Written problem: Could you copy the data below line for line, changing nothing?

[Records from a data source]

:::

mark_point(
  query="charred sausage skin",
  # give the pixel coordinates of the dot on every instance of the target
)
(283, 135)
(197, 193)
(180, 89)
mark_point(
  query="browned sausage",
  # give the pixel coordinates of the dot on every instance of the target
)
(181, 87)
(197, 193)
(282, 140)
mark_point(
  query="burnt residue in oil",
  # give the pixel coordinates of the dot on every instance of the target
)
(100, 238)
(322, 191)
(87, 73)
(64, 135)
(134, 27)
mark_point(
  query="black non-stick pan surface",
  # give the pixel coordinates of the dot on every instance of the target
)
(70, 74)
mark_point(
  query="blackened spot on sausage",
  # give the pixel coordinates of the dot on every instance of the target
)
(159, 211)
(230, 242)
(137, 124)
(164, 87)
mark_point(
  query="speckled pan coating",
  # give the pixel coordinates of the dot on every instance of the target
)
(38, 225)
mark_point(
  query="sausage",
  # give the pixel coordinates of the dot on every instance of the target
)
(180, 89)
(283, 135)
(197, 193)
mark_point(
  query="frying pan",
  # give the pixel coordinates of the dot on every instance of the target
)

:::

Task response:
mark_point(
  query="charred sausage skin",
  # give the pixel coordinates of the dot on every instance of the target
)
(283, 135)
(197, 193)
(180, 89)
mark_point(
  query="browned sausage",
  # give the pixel coordinates of the dot on every instance of the target
)
(181, 87)
(197, 193)
(282, 140)
mark_point(
  query="burnt residue in oil",
  # give the pixel coordinates of the dot on every instance of the target
)
(100, 238)
(322, 191)
(87, 73)
(64, 135)
(134, 27)
mark_point(
  query="black non-stick pan surface",
  # give the pixel coordinates of the dot on every instance of the target
)
(70, 74)
mark_point(
  query="blackened spot on sausage",
  # give the pixel coordinates of the dot on every instance of the target
)
(159, 211)
(230, 242)
(137, 124)
(164, 87)
mark_point(
  query="speckled pan coating",
  # give the pixel coordinates of the dot on every instance of the target
)
(38, 225)
mark_point(
  query="sausage",
  # give the pixel coordinates of the dot on every instance of the target
)
(180, 89)
(283, 135)
(197, 193)
mark_point(
  query="frying pan",
  # give the pixel coordinates of the dot on every instance of the target
)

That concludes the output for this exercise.